The best thing about touring with a circus was that I would come out to do some songs and I noticed people used that time to go to the bathroom. It made me try harder. I toured with this burlesque group, and I had to follow some hot girl who just took all her clothes off. It forced me to be more entertaining without looking like I was grasping for straws.

Do you have any advice for opening acts about how to disarm their audiences?

I still get nervous before every show, but I think that helps. Respecting the audience is a good idea. [They Might Be Giants’] John Flansburgh told his manager that I was the best opening act ever but I still feel like I have some work to do. Not that I listen to the hecklers, but they give a definite chiseling of where to place things and where to take out things.

What was your big idea for .357 Lover?

I started it in ’96. The songs I was doing on my accordion gave a hint that there should be more, so I decided to try it out. It’s sort of grown over the years, but still keeps that late ’70s, early ’80s rock feel.

#### [BRIEF 1]
In the interview, what did John Flansburgh tell his manager?
#### [BRIEF 2]
Pick up the interview about touring and .357 Lover after its final sentence, and continue it.

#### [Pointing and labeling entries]
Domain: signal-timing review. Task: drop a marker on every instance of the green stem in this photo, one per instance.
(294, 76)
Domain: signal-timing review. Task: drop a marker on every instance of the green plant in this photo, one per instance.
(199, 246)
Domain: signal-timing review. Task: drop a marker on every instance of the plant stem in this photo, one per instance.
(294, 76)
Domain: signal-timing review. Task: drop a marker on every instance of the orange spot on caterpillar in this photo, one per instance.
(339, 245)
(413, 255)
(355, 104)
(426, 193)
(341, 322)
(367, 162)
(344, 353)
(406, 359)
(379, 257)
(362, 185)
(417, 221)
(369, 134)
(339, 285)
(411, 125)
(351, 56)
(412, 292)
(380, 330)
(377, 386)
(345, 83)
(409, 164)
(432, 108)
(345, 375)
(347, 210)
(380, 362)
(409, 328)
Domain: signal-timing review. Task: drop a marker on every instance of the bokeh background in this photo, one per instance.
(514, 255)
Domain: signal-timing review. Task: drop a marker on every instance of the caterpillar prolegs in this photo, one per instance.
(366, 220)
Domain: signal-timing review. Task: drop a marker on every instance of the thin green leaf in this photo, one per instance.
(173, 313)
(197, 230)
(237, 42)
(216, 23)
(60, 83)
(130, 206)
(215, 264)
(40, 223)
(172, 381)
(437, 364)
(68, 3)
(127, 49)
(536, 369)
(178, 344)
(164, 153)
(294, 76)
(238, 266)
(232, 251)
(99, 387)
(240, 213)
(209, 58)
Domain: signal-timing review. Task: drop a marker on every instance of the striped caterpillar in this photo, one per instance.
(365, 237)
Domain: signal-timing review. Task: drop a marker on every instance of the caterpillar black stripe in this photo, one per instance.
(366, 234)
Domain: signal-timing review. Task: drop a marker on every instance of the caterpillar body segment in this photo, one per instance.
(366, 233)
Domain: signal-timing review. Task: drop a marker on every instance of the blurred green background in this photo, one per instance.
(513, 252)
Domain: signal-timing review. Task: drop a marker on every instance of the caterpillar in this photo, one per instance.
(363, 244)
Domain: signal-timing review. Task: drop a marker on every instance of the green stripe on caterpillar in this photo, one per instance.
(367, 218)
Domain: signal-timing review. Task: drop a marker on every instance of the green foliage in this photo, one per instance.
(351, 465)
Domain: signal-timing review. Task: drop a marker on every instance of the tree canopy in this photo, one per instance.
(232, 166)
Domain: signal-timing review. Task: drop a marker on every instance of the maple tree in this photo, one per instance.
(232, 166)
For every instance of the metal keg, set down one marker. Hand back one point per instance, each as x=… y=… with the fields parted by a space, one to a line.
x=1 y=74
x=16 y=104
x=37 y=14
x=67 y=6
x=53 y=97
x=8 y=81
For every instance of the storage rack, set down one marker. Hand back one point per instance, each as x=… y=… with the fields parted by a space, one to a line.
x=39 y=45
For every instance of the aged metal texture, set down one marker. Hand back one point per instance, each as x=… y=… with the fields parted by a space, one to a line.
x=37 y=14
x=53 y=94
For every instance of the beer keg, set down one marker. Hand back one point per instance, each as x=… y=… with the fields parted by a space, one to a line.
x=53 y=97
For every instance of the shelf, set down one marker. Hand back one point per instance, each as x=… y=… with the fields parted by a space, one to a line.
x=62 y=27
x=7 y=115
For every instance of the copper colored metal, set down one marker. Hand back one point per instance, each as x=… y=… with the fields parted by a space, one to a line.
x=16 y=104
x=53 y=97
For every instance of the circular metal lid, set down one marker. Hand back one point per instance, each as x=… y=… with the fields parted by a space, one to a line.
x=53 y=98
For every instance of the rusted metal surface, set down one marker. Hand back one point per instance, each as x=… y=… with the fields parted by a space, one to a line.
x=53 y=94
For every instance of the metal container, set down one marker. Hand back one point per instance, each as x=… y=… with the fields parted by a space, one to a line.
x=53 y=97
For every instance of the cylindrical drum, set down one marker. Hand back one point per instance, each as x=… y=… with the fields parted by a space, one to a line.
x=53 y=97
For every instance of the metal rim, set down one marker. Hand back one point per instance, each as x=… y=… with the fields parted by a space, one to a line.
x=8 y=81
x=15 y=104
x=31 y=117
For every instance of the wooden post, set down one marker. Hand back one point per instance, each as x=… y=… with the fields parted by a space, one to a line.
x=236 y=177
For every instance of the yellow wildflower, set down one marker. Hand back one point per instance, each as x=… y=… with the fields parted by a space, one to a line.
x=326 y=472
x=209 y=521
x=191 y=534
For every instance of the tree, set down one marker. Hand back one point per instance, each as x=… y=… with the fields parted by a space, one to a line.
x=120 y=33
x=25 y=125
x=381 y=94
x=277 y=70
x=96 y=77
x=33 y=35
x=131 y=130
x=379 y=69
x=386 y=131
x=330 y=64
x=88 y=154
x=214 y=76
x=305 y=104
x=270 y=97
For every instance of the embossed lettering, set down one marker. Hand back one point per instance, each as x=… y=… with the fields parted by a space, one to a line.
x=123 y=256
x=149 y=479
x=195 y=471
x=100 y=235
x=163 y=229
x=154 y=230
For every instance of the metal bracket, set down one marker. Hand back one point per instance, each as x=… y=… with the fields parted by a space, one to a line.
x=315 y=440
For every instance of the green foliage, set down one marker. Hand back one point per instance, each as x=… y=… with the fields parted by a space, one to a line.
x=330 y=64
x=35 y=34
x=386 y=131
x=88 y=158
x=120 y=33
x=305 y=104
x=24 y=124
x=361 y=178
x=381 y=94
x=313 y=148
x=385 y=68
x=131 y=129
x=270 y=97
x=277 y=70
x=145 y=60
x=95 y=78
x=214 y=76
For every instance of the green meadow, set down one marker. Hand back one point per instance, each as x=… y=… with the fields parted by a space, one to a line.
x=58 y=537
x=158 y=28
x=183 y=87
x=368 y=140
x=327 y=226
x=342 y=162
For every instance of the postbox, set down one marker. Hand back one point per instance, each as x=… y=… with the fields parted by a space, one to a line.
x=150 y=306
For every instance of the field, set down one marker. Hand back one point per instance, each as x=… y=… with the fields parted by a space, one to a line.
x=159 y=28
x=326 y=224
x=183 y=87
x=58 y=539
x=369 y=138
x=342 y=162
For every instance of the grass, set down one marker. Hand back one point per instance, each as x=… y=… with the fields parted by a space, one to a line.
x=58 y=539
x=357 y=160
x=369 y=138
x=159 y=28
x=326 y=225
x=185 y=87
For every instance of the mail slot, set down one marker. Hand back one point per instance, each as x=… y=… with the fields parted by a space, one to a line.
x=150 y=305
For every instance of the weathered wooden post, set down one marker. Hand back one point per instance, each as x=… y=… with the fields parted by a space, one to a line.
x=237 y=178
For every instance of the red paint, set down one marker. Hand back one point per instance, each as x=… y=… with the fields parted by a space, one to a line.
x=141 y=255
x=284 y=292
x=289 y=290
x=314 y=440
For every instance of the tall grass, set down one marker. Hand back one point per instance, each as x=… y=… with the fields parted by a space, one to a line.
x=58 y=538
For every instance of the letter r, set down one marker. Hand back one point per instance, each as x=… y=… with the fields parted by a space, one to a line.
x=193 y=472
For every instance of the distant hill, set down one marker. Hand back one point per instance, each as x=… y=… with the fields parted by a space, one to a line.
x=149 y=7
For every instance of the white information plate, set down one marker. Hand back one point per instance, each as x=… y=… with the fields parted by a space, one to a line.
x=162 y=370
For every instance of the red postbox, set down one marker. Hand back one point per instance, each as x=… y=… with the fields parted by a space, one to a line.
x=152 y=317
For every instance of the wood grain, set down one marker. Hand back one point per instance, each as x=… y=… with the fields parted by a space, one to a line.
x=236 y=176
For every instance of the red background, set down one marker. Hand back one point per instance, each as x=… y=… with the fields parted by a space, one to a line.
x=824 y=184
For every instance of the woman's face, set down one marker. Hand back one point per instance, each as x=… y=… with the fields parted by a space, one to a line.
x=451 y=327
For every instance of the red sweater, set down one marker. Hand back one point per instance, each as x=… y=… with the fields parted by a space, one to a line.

#### [TASK RESULT 1]
He told his manager that the speaker was the best opening act ever.

#### [TASK RESULT 2]
How do you feel about the comparisons to Meat Loaf?

It depends on why they’re saying it, but I’m a big fan of Jim Steinman and Meat Loaf. “Bat out of Hell” is a giant, epic song.

You guys go for epic, high production values but the songs are playful and fun. How do you keep the mood light in the studio while upholding such high production standards?

The best way to record for us is with scratch piano and scratch vocals. Usually, when we record I think we all know what we’re going for and we’re just too excited for any low morale.